### Data
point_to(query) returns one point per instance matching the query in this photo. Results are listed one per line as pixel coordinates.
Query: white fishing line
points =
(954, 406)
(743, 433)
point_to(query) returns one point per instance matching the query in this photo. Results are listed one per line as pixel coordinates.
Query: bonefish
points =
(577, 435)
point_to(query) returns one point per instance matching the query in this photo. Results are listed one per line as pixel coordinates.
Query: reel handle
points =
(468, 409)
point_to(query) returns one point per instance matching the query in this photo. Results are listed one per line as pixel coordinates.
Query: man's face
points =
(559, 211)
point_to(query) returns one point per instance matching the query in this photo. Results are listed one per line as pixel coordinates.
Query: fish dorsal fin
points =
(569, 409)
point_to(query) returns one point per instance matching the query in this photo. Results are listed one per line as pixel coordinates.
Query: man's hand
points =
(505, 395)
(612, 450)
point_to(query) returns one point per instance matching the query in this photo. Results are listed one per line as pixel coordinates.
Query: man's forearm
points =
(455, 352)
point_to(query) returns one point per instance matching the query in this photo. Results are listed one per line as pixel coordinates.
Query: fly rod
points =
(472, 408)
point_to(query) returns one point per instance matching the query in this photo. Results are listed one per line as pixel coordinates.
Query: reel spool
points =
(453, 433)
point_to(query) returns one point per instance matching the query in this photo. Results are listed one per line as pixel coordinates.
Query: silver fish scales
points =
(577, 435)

---

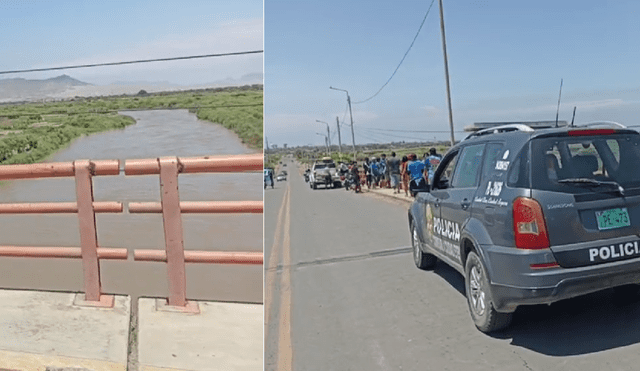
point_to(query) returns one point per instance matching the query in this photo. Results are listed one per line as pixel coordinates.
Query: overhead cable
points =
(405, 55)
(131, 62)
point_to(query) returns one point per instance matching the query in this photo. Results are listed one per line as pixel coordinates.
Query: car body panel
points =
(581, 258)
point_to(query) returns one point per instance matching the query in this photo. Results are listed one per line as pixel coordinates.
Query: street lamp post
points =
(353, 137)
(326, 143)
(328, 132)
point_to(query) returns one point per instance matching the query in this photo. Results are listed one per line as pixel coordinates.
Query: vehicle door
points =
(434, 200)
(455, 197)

---

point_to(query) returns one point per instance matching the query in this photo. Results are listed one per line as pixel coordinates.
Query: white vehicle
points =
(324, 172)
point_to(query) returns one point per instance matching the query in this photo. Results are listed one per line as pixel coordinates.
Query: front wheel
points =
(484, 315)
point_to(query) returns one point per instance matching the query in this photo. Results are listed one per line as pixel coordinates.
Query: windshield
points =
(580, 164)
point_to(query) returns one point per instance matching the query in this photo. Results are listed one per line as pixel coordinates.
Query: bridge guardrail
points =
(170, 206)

### Work to complete
Locate every line in the listing above that contains the word "white" and copy each of those lines.

### Task solution
Query: white fishing line
Query: white vehicle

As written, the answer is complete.